What is being asked: Reproduce verbatim everything from the line containing "like x=63, y=42." down to the line containing "x=110, y=41", with both of those lines included.

Data records:
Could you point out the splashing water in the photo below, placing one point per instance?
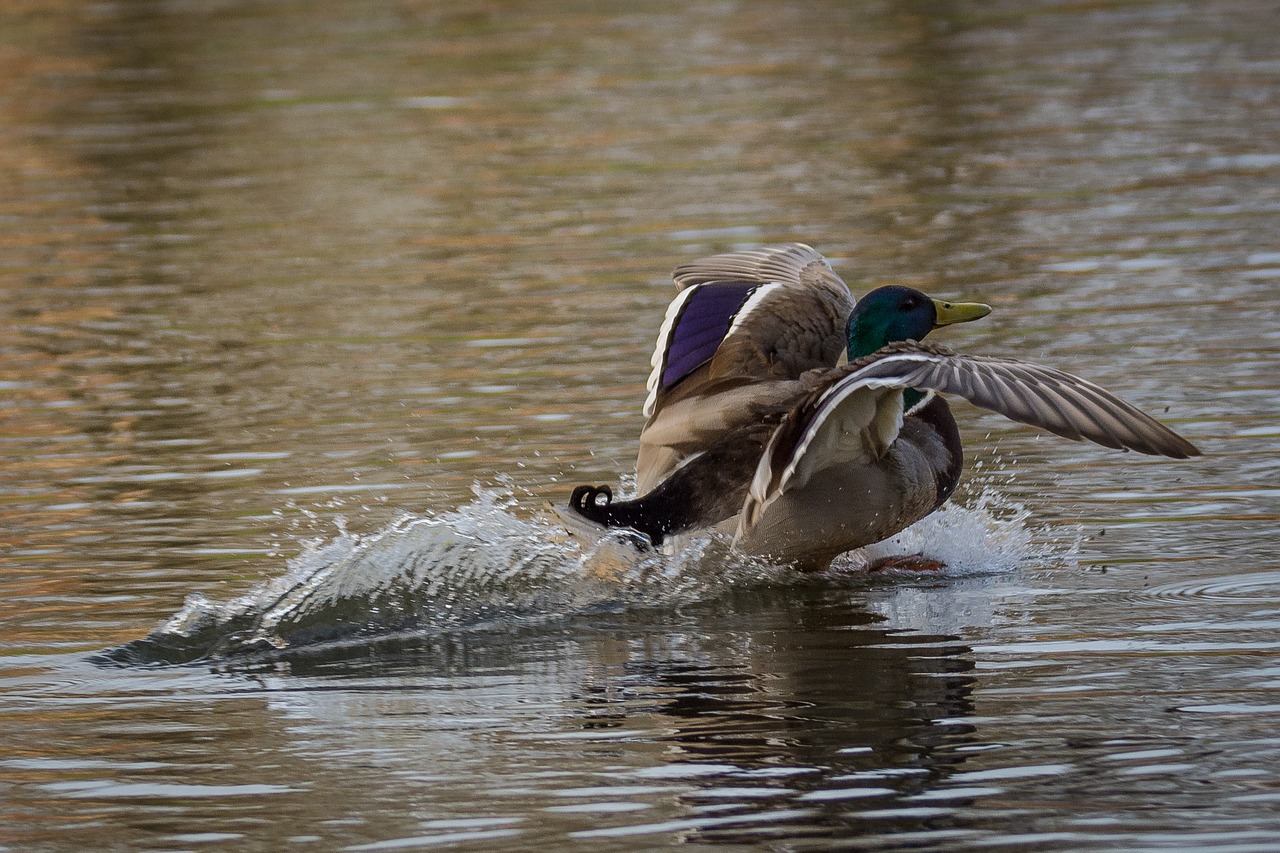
(483, 565)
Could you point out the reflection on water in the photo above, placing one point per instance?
(283, 284)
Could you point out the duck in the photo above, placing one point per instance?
(807, 461)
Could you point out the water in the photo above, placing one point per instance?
(309, 309)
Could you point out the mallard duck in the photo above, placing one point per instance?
(841, 456)
(743, 327)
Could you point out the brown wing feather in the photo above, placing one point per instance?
(1029, 393)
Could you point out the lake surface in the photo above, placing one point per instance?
(310, 308)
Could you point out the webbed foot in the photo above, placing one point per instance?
(906, 562)
(586, 502)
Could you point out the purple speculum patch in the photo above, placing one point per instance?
(704, 319)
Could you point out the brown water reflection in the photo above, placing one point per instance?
(268, 265)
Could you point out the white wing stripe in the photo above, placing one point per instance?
(659, 352)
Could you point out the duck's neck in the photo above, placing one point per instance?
(864, 340)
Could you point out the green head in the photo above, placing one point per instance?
(895, 313)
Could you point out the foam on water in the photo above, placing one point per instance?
(485, 565)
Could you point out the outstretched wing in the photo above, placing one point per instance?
(763, 314)
(854, 402)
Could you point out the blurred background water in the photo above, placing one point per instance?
(307, 308)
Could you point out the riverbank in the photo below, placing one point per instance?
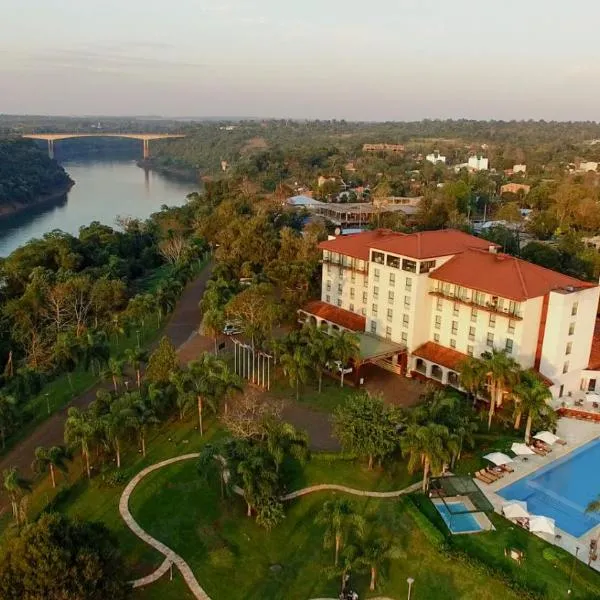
(8, 210)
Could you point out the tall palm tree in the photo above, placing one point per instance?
(532, 398)
(51, 459)
(136, 357)
(502, 371)
(340, 520)
(80, 431)
(16, 487)
(428, 446)
(345, 348)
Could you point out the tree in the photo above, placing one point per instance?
(366, 426)
(56, 558)
(51, 459)
(16, 487)
(80, 431)
(428, 446)
(345, 347)
(163, 361)
(531, 397)
(340, 520)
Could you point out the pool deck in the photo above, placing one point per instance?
(576, 434)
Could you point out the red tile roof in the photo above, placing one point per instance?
(440, 355)
(334, 314)
(424, 244)
(594, 362)
(503, 275)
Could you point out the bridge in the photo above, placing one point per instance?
(146, 138)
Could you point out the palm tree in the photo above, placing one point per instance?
(532, 397)
(296, 365)
(114, 370)
(429, 446)
(16, 487)
(80, 431)
(502, 371)
(136, 357)
(340, 520)
(345, 347)
(375, 551)
(51, 459)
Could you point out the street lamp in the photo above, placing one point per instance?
(410, 581)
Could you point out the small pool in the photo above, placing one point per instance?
(463, 522)
(563, 489)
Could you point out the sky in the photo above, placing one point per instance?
(370, 60)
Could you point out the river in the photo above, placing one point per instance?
(103, 190)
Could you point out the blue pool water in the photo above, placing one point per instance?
(563, 489)
(460, 523)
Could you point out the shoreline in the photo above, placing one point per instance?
(9, 210)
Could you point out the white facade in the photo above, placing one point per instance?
(478, 163)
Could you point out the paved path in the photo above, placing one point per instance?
(171, 557)
(181, 327)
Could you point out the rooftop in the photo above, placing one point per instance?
(424, 244)
(504, 275)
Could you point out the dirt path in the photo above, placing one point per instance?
(181, 327)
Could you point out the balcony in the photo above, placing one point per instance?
(485, 306)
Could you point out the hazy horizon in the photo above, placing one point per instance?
(402, 60)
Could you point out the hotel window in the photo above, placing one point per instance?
(409, 265)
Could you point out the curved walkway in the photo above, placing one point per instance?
(171, 557)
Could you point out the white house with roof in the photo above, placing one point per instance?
(440, 296)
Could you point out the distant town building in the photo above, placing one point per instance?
(478, 163)
(435, 158)
(383, 148)
(515, 188)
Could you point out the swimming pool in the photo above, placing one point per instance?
(563, 489)
(458, 523)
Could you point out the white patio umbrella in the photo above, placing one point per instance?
(546, 436)
(541, 524)
(516, 509)
(521, 449)
(498, 458)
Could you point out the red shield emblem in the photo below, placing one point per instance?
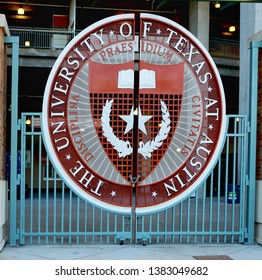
(125, 113)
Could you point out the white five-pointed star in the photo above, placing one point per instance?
(113, 193)
(130, 120)
(154, 194)
(210, 126)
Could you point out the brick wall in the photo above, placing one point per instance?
(3, 67)
(259, 119)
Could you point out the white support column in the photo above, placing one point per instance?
(199, 21)
(3, 183)
(250, 24)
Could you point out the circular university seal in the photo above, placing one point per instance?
(127, 114)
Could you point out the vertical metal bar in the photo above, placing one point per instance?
(188, 219)
(203, 211)
(39, 184)
(211, 205)
(32, 212)
(77, 219)
(218, 197)
(181, 222)
(252, 138)
(226, 186)
(47, 199)
(70, 218)
(54, 177)
(23, 168)
(173, 223)
(234, 179)
(14, 142)
(196, 214)
(63, 213)
(243, 180)
(86, 222)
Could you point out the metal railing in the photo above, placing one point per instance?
(58, 38)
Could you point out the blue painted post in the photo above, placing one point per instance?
(252, 139)
(14, 127)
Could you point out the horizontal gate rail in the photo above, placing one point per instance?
(51, 213)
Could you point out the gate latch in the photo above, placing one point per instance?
(134, 180)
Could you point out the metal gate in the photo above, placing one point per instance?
(43, 210)
(48, 212)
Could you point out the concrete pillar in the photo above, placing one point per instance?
(250, 30)
(199, 21)
(3, 184)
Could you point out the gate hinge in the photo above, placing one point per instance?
(248, 127)
(247, 180)
(245, 233)
(19, 122)
(18, 180)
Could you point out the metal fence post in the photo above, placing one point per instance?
(252, 139)
(14, 123)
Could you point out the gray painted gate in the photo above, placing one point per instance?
(48, 212)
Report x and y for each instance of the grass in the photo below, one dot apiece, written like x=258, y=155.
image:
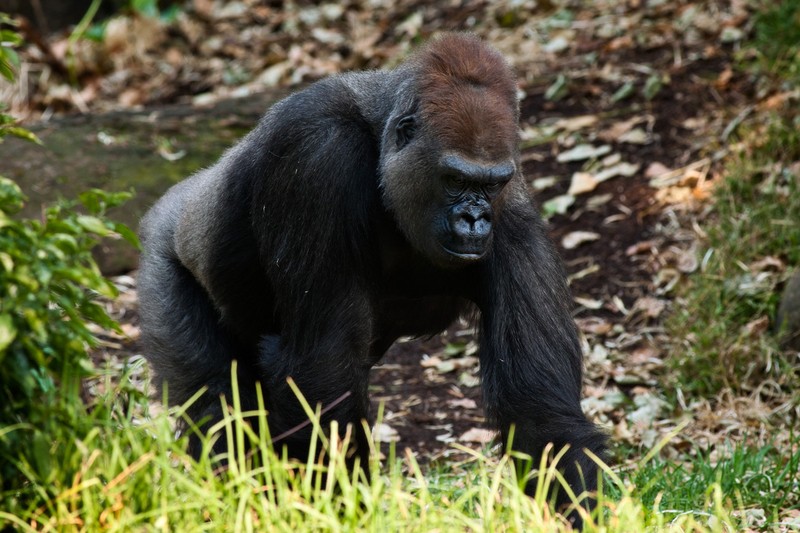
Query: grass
x=754, y=229
x=130, y=474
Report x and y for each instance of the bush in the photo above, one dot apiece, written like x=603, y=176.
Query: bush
x=49, y=282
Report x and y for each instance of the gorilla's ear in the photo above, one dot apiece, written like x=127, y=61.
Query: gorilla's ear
x=405, y=130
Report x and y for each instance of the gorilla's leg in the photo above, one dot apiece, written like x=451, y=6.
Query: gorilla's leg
x=186, y=344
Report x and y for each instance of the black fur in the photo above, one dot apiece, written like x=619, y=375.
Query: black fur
x=293, y=256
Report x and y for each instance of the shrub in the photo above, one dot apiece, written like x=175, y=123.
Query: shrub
x=49, y=282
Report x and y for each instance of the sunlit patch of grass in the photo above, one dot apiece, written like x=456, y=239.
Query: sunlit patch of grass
x=757, y=209
x=134, y=475
x=725, y=311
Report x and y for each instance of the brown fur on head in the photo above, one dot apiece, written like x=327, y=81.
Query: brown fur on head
x=468, y=96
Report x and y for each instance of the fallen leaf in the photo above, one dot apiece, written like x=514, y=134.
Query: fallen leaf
x=463, y=403
x=588, y=303
x=594, y=325
x=385, y=433
x=756, y=328
x=582, y=182
x=635, y=136
x=558, y=205
x=576, y=123
x=582, y=152
x=539, y=184
x=574, y=239
x=478, y=435
x=770, y=263
x=651, y=307
x=655, y=170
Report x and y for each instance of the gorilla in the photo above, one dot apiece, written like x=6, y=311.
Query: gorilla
x=366, y=207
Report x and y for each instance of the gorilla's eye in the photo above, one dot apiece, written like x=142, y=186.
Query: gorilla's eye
x=454, y=184
x=406, y=128
x=492, y=189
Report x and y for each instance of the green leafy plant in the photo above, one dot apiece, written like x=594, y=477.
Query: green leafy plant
x=49, y=283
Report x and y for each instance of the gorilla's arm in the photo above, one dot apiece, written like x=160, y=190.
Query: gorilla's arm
x=530, y=356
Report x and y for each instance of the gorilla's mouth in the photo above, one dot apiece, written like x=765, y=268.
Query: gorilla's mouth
x=467, y=250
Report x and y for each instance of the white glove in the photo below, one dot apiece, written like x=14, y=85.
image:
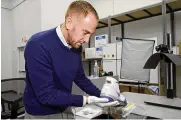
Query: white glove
x=109, y=104
x=94, y=99
x=121, y=101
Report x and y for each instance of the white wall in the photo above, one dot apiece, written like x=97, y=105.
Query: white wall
x=53, y=12
x=104, y=8
x=6, y=4
x=6, y=41
x=26, y=22
x=122, y=6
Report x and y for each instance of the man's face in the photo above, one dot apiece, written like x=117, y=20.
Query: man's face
x=80, y=29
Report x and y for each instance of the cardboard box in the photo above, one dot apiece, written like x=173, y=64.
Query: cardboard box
x=91, y=53
x=109, y=51
x=101, y=40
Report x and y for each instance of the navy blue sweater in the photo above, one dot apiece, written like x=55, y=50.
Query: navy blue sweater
x=51, y=68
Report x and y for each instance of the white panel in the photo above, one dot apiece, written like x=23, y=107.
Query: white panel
x=109, y=65
x=104, y=8
x=6, y=43
x=21, y=61
x=6, y=4
x=119, y=50
x=141, y=28
x=26, y=22
x=53, y=12
x=134, y=56
x=118, y=67
x=109, y=51
x=121, y=6
x=154, y=73
x=16, y=2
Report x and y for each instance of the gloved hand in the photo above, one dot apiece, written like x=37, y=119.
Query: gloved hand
x=121, y=101
x=94, y=99
x=109, y=104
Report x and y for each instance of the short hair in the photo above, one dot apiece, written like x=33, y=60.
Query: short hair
x=81, y=7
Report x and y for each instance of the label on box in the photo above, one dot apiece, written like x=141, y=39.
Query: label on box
x=101, y=40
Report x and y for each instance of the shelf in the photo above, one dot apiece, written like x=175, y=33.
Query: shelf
x=92, y=59
x=173, y=6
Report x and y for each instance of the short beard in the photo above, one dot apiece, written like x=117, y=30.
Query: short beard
x=71, y=41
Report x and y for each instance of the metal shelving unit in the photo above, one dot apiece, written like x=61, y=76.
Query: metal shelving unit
x=158, y=10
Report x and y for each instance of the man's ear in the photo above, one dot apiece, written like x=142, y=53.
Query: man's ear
x=68, y=23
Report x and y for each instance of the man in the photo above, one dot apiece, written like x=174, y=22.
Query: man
x=53, y=63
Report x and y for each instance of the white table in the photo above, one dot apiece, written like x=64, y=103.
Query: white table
x=154, y=111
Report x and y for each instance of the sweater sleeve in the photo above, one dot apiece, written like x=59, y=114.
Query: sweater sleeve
x=38, y=63
x=84, y=83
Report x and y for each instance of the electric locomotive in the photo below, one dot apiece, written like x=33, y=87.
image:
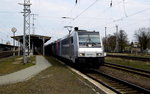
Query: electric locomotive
x=80, y=47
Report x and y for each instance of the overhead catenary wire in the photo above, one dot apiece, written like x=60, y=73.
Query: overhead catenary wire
x=84, y=11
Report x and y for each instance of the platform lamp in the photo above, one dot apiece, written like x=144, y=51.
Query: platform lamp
x=14, y=31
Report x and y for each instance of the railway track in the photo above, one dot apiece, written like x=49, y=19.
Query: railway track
x=131, y=58
x=117, y=85
x=141, y=72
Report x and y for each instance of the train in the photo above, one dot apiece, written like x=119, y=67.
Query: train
x=81, y=47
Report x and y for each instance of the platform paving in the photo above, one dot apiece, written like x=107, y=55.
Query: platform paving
x=27, y=73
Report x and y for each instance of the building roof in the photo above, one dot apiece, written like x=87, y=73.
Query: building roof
x=37, y=40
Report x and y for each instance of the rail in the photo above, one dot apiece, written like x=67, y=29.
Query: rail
x=117, y=85
x=131, y=57
x=141, y=72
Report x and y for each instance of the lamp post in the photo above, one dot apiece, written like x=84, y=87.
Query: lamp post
x=14, y=31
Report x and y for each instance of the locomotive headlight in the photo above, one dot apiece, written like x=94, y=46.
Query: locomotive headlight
x=81, y=54
x=99, y=54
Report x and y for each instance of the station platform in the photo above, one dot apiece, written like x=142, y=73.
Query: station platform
x=57, y=79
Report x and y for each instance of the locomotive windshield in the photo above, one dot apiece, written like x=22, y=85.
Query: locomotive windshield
x=89, y=39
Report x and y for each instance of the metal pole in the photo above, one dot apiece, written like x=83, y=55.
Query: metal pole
x=26, y=30
x=105, y=32
x=14, y=43
x=24, y=35
x=43, y=46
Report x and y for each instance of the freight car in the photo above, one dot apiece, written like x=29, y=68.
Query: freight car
x=80, y=47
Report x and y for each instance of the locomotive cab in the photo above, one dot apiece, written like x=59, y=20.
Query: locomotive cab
x=90, y=48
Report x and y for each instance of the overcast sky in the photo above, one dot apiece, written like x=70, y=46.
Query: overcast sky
x=129, y=15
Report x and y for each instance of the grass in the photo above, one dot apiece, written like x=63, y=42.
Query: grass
x=132, y=63
x=134, y=55
x=13, y=64
x=56, y=79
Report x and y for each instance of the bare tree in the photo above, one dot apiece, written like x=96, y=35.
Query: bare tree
x=143, y=37
x=110, y=41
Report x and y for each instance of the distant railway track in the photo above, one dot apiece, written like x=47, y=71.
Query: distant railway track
x=131, y=57
x=117, y=85
x=141, y=72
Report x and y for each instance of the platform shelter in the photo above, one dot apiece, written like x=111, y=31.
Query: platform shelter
x=36, y=43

Answer for the task:
Report x and y for each instance of the grass in the photo above, one dot apiece, written like x=63, y=42.
Query: grass
x=132, y=63
x=134, y=55
x=13, y=64
x=56, y=79
Report x and y for each instance of the bare tree in the photo above, one dot apiece, written like x=96, y=35.
Query: bare tree
x=143, y=37
x=110, y=41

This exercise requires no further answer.